[Top-posting]

Chad, I think I understand what you mean now. You were referring to
whether the underlying pinnings should take care of it (Test2) or
whether the chrome (testing functions) around that should do so. Yes?

If so, I think you should probably clarify what Test2 *does* do. It
doesn't provide the functions - alright. What *does* it provide then?

Also, since the discussion was "Should I - the testing functions' user
- write code around my testing functions to accommodate for the
testing framework not preserving `$!` and `$@`?" instead of "Should
the testing functions take care of it rather than the gory details
underneath them?", it might be useful (other than explaining what the
difference between the testing functions and the gory details,
recommended in previous paragraph) explaining how such an
implementation would look like, or how it would be different, in the
testing functions vs. in the gory details.

I think then it would be simple to understand your intent and to help
you with some useful commentary.

If I didn't understand what you meant, then... this might needs
additional clarification.

S. :)


On Tue, Jan 12, 2016 at 8:56 PM, Chad Granum <exodi...@gmail.com> wrote:
> Thanks for the input.
>
> My question was not very well formed.
>
> What I should have asked is this:
>
> Preserving $! and $@ is a valuable behavior, and one I won't get rid of.
> However, I am questioning the decision to make the test library jump through
> hoops to preserve them, as opposed to having the test functions be
> responsible for doing it.
= = = = = = =
## [WORK INSTRUCTIONS]
A. In the email about preserving $! and $@, on what date and at what time did Chad Granum send the quoted message?
B. Write the next few lines of the email about preserving $! and $@, picking up after its final sentence.
The rows that follow come from a separate source, not from the email about preserving $! and $@.
= = = = = = =
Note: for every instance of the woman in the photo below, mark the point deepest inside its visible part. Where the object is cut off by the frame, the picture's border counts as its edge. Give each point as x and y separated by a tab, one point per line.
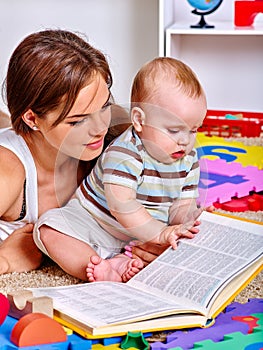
58	95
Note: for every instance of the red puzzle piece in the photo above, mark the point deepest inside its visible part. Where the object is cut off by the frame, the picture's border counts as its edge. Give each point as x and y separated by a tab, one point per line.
246	11
4	307
221	181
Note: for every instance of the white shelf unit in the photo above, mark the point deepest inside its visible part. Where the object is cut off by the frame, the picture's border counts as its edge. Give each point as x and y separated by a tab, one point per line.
227	59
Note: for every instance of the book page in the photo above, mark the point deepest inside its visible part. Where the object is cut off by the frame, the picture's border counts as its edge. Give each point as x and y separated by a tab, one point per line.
102	303
196	270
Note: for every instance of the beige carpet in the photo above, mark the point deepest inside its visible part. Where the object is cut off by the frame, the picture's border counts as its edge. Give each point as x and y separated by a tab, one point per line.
51	275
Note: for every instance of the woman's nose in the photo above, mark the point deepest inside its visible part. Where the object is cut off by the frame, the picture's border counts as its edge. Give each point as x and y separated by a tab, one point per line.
183	138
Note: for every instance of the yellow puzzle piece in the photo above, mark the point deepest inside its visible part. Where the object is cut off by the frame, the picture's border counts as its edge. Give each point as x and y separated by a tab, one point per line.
215	147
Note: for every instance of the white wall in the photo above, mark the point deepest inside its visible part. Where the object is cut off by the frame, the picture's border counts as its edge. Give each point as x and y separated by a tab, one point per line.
125	30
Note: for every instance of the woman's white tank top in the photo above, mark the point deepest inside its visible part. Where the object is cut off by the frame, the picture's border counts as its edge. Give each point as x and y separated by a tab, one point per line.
15	143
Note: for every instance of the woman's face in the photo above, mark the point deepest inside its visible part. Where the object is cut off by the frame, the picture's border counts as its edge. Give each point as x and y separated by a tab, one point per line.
81	134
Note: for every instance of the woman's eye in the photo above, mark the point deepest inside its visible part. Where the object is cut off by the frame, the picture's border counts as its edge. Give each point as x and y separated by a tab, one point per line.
77	122
107	104
173	131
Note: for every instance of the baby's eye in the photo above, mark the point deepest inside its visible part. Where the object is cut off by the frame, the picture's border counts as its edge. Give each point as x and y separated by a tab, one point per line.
173	131
77	122
107	104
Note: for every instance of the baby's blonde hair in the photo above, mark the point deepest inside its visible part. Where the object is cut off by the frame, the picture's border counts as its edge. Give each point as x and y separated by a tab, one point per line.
149	78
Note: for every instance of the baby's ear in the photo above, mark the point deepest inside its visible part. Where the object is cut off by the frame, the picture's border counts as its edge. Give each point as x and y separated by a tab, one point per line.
137	118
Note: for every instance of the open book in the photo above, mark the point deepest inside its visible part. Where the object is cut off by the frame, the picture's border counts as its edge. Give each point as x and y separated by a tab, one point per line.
186	287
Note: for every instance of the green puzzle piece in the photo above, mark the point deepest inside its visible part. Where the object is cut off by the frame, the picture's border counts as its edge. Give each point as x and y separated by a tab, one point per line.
232	341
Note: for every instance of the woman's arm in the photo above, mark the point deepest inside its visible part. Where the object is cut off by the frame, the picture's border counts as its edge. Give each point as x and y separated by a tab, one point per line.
136	219
12	177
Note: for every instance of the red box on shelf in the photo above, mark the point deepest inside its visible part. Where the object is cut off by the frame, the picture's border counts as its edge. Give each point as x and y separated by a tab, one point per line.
232	124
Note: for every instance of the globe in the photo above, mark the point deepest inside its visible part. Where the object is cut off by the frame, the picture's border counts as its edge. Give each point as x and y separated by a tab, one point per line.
205	7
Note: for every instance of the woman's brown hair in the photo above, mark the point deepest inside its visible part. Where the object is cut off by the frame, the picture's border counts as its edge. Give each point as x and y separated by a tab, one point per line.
46	71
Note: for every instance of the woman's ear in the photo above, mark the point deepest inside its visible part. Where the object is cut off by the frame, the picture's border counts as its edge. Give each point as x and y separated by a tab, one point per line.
29	118
137	118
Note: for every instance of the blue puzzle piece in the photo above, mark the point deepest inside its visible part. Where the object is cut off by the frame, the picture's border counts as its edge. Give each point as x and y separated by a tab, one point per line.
251	307
210	151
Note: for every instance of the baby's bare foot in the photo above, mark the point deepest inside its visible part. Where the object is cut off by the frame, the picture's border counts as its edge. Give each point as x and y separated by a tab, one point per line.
18	253
118	269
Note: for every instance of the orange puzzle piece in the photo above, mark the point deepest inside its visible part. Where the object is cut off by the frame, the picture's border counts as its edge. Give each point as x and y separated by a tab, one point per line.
35	329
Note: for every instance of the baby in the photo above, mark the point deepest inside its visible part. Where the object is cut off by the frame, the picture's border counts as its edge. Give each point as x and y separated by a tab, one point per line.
144	186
= = = = = = =
## [EXERCISE ANSWERS]
A. Tuesday, January 12, 2016, at 8:56 PM.

B.
>
> Now then, having the test library do it means the tools usually do not have
> to worry about it (though it would be easy for them to still damage $! or
> $@). On the other hand, the protection in-library gets very complicated, and
> hard to maintain, and will not solve all cases.
>
> It was not a question of if we should do it, but how we should do it. Test2
> is just the back-end, but asking if Test2 should do it sounded like I was
> asking if we should do it at all, which was not the intent, the front end
> was always gonna do it.
>
> That said, the discussion served as rubber ducking and I was able to find a
> solution that lets the library do the heavy lifting, but in a single spot
> that avoids the complexity and un-maintainability of the way it has done it
> so far. So the discussion is no longer necessary, the library will continue
> to do the protection, and it will do it in a better way. New tools will not
> need to start concerning themselves with this. Old tools never had to worry
> as I was not going to break backcompat.
>
> -Chad
>
> On Tue, Jan 12, 2016 at 11:41 AM, Michael G Schwern <schw...@pobox.com>
> wrote:
>>
>> On 1/11/16 4:53 PM, Chad Granum wrote:
>> > Test::More/Test::Builder work VERY hard to ensure nothing inside them
>> > alters $! or $@. This is for
>> > thing like this:
>> >
>> >         ok(do_something_scary());
>> >         is($!, 0, "expected $! val");
>> >         is($@, undef, '$@ not changed');
>> >
>> > Without Test::More/Builder being careful to support this, the second 2
>> > assertions could fail because
>> > something inside ok() modifies $! or $@.
>>
>> If your test functions modify the really common parts of your global
>> environment then it becomes
>> very difficult to test them... and testing error reporting is a very
>> common thing you'd want to do!
>>
>> Kent already pointed out why changing this makes testing $! and $@ very,
>> very awkward.  Let's see
>> that again.
>>
>>     my ( $error, $exception );
>>     ok(do {
>>               local $@;
>>               local $!;
>>               my $ret  = do_something_scary());
>>               ( $error, $exception ) = ($!, $@);
>>               $ret
>>     });
>>     is($error, 0, "expected $! val");
>>     is($exception, undef, '$@ not changed);
>>
>> Gross.  I don't know how many times I've written code like this.  I hate
>> it.  I always encapsulate
>> it somehow.  And when a library doesn't have good global discipline it
>> makes it even harder for me
>> to have good global discipline.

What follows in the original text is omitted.